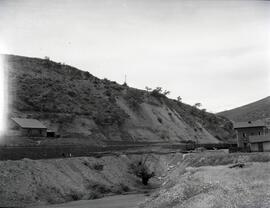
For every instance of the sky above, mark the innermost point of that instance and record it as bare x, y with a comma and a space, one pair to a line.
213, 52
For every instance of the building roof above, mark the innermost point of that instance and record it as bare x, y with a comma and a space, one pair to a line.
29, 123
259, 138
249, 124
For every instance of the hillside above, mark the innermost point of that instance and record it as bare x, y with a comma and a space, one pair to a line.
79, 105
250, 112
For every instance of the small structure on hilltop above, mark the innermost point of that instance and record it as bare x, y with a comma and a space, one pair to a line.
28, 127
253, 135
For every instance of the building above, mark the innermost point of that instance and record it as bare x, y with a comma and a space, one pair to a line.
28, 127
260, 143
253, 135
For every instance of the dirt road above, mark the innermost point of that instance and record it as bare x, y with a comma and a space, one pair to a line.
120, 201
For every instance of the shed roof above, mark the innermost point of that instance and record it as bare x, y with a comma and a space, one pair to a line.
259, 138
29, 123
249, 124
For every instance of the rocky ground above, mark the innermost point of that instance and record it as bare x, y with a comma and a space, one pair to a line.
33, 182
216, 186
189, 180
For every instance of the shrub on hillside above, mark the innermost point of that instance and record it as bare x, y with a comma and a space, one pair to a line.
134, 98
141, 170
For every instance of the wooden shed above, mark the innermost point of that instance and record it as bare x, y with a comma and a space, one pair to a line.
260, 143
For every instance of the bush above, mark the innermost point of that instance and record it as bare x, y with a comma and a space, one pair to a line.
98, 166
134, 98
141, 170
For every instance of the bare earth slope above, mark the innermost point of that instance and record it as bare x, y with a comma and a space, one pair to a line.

..........

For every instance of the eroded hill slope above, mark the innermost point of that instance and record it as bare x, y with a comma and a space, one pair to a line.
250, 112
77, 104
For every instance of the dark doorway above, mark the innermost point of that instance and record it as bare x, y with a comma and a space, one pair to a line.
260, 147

..........

* Goal of the exercise:
Copy word for word the lines of the records from the line that contains "For every instance of the building above, mark" through the line that contains "For every instance of the bare", including both of those lines.

* Solution for this problem:
For every instance of the building above, mark the innermost point of that instance and record it as bare x, y with a comma and a space, one pair to a line.
28, 127
260, 143
253, 135
For every instance of the dirt road above, mark the innermost point of that instance and record it as bare x, y with a comma and a space, one pair to a line.
120, 201
For every instance of the shed roof above, mark the innermost point of that instance and record it as bare x, y with a comma and a space, one pair to a line.
259, 138
29, 123
249, 124
For every instance of the rocky ground above, mark the innermost point of that instance and record it as bare x, y with a comma and a space, one pair to a line.
33, 182
216, 186
189, 180
For every instance of the shrub on hillside above, mark the innermost point of that instance and record it as bare x, y with a comma and a space, one pair to a line.
134, 98
141, 170
For every instance of the wooden shed above, mark the innermost point of that instance and record it as bare x, y with a comma and a space, one pair to a line.
260, 143
For every instance of the bush above, mark the innermost point of that instance and record it as bare x, y with a comma and a space, one pair to a line.
98, 166
134, 98
141, 170
For every instance of the bare earth slope above, mark the innermost point of that instance and record it as bare x, y with a comma and a space, one pair to a line.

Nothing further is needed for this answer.